RECORDED INFORMATION:
_ _ _ _ _ _ _
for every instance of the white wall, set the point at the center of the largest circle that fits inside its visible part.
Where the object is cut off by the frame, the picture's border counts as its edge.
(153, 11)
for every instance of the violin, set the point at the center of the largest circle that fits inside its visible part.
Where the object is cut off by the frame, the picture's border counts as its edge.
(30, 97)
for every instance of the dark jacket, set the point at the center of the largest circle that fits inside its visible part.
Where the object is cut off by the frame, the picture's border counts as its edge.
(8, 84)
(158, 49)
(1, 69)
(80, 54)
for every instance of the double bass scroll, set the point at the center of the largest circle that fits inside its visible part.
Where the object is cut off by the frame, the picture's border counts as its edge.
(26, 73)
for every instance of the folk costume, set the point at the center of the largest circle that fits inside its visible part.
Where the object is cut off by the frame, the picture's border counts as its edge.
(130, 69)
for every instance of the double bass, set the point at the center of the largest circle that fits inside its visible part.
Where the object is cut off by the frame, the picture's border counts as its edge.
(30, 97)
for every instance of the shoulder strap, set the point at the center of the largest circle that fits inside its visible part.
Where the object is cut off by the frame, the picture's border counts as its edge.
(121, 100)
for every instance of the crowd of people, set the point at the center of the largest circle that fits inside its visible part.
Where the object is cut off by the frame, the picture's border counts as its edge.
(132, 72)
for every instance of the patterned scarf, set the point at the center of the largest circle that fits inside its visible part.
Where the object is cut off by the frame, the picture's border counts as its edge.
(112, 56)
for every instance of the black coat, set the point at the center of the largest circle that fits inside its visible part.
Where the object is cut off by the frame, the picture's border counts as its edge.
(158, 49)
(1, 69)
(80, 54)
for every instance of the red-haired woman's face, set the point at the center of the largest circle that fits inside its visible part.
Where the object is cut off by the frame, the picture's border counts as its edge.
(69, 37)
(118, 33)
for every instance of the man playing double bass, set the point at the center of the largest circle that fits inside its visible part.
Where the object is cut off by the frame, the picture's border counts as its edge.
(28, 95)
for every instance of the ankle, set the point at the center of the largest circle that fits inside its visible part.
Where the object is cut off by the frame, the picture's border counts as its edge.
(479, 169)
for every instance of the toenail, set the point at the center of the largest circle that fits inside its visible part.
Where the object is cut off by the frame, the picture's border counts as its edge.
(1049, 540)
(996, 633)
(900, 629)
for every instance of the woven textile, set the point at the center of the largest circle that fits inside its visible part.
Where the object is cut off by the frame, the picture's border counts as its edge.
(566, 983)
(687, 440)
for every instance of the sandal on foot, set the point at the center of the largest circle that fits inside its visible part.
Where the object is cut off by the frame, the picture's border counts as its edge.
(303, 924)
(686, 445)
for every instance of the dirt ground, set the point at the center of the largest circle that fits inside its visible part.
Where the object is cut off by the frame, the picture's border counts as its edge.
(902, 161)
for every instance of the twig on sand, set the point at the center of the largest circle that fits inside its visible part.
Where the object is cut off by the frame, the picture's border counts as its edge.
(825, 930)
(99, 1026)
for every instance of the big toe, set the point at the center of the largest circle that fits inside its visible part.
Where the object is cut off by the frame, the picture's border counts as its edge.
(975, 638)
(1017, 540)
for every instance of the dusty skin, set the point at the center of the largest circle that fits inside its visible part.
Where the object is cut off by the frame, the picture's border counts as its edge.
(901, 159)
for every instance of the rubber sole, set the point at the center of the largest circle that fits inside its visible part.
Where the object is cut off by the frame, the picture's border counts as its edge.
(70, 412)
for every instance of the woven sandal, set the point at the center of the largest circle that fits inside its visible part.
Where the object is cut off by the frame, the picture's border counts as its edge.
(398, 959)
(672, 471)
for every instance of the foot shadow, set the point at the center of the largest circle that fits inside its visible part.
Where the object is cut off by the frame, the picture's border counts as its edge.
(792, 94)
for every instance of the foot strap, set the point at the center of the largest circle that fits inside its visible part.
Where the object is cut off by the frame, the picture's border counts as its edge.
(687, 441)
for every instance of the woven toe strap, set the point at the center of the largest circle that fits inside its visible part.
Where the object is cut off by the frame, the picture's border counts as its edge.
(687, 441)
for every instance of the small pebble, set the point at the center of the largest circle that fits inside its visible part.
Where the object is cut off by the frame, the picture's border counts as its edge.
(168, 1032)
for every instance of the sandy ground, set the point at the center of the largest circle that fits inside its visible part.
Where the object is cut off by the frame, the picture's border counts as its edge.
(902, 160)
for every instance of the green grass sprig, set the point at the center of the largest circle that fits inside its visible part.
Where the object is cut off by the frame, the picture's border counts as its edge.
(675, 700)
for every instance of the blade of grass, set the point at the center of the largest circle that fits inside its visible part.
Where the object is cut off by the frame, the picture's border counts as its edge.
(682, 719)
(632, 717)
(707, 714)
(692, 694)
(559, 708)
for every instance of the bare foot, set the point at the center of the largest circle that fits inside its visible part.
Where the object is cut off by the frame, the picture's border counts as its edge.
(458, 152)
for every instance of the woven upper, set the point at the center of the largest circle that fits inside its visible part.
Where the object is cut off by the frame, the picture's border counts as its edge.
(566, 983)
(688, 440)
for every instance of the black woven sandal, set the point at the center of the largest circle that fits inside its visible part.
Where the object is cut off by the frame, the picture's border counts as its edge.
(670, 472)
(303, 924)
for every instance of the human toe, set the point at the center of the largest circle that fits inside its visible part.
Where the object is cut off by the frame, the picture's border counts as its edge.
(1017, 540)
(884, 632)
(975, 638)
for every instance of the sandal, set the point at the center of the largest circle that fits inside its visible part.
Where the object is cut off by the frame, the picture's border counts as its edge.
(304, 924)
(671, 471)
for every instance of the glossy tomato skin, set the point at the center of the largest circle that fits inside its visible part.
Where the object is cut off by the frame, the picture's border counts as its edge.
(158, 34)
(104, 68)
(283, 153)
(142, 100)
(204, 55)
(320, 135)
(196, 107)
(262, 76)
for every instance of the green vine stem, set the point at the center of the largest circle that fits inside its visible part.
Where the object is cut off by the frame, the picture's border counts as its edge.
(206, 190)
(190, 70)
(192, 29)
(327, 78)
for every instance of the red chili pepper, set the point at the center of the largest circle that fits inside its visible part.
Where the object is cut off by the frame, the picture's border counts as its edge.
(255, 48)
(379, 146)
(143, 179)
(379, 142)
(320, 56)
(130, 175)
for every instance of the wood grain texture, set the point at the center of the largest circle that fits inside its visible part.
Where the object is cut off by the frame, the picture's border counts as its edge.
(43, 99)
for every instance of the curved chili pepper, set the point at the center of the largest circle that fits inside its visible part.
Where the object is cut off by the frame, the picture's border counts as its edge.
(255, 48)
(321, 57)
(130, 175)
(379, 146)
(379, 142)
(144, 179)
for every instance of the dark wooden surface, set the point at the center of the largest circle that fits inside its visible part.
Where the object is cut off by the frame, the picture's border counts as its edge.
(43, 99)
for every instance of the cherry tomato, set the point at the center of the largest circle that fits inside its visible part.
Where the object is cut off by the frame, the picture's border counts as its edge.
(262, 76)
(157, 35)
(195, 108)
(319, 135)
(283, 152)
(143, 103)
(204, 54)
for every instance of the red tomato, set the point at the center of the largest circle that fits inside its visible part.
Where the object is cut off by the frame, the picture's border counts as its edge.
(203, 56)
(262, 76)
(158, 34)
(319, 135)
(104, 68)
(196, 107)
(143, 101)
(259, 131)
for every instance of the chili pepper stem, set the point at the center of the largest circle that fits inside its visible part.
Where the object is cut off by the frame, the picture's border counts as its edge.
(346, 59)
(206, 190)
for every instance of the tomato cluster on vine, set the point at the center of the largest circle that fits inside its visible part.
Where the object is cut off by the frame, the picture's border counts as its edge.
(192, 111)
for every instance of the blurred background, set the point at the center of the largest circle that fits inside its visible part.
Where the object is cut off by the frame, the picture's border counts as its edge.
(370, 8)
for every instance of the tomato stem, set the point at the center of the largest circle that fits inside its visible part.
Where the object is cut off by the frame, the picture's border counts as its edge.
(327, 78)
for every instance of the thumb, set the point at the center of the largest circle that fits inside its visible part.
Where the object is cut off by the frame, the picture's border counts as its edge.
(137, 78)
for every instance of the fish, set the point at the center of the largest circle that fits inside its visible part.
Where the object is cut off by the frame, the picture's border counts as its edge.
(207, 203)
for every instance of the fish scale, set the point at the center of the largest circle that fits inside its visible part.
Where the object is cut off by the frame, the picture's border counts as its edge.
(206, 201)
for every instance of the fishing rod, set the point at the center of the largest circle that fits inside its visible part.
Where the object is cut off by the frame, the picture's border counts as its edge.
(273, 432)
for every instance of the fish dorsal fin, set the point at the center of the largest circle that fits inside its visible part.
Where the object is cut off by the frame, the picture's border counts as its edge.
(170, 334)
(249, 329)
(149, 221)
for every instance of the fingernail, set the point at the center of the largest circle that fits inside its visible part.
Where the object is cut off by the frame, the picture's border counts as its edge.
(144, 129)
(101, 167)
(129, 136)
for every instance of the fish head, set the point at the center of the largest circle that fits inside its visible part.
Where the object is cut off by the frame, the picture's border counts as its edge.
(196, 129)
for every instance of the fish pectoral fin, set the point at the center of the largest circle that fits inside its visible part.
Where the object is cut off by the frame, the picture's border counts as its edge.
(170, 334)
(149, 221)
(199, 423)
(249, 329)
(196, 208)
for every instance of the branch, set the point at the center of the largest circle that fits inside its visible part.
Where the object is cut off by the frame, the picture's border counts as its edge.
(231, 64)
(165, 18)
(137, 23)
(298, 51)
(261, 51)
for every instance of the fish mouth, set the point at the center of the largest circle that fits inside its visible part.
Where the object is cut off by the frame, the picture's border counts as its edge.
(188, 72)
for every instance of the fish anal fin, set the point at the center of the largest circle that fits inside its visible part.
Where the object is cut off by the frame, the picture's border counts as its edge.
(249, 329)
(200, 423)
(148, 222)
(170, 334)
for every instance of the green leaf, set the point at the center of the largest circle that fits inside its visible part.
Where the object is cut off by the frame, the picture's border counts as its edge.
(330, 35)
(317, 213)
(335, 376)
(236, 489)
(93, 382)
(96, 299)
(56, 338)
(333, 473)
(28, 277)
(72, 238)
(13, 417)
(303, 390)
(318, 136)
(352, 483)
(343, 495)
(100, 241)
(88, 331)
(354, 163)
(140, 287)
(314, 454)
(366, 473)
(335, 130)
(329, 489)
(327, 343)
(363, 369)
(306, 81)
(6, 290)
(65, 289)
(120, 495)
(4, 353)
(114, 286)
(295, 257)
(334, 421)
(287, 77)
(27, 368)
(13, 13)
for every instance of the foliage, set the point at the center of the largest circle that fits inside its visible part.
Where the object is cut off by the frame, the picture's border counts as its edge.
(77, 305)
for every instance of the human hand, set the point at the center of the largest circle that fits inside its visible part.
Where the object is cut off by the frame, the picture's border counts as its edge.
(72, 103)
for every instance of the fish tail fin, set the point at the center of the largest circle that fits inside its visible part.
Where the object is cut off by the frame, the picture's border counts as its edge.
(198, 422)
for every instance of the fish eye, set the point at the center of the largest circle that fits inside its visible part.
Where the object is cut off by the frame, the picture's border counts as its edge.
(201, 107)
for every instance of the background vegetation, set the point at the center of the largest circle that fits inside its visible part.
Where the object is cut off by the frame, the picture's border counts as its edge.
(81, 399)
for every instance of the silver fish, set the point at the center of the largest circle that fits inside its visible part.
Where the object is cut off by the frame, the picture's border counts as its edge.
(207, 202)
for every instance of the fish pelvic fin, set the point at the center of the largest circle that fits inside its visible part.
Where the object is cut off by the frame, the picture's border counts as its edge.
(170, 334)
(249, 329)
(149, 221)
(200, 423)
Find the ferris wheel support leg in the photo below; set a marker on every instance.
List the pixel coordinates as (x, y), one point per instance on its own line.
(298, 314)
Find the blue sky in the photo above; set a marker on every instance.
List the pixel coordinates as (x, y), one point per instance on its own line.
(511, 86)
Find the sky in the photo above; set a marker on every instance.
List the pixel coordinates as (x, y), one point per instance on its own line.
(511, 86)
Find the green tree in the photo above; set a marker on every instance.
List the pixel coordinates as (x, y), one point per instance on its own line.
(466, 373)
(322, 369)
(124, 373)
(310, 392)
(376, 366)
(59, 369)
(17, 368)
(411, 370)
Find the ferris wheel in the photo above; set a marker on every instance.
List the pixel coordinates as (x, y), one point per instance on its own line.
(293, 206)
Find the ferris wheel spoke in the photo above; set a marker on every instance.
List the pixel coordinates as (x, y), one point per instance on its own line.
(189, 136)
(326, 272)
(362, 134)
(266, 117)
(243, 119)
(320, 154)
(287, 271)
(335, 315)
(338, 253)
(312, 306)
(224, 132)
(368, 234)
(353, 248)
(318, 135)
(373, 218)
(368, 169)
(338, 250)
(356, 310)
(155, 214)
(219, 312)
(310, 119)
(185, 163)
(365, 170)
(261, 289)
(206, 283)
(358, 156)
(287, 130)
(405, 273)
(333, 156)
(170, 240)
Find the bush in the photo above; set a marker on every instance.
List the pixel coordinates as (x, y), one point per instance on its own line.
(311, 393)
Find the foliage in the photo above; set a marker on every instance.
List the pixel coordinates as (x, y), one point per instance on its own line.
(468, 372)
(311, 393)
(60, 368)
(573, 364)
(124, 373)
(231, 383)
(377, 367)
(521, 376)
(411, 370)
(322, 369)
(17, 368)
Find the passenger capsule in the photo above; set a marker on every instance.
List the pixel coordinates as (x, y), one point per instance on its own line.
_ _ _ _ _ _ _
TASK INSTRUCTIONS:
Only those lines running from the one containing "Find the bush" through the last line of the data above are to be copied, exactly, with both ends included.

RESULT BELOW:
Find the bush in the photo above; set a marker on every instance.
List the pixel coordinates as (x, y), one point per instance on its own line.
(311, 393)
Find the foliage in the photo above; set a marker on every instance.
List the pixel coordinates as (x, y), one point per instance on its own line.
(468, 372)
(311, 393)
(60, 368)
(573, 364)
(124, 373)
(231, 383)
(377, 367)
(521, 376)
(411, 370)
(322, 369)
(17, 368)
Find the passenger capsule in the photo above; set a marker on every instance.
List the pixel coordinates as (x, y), one point per instance on its own line.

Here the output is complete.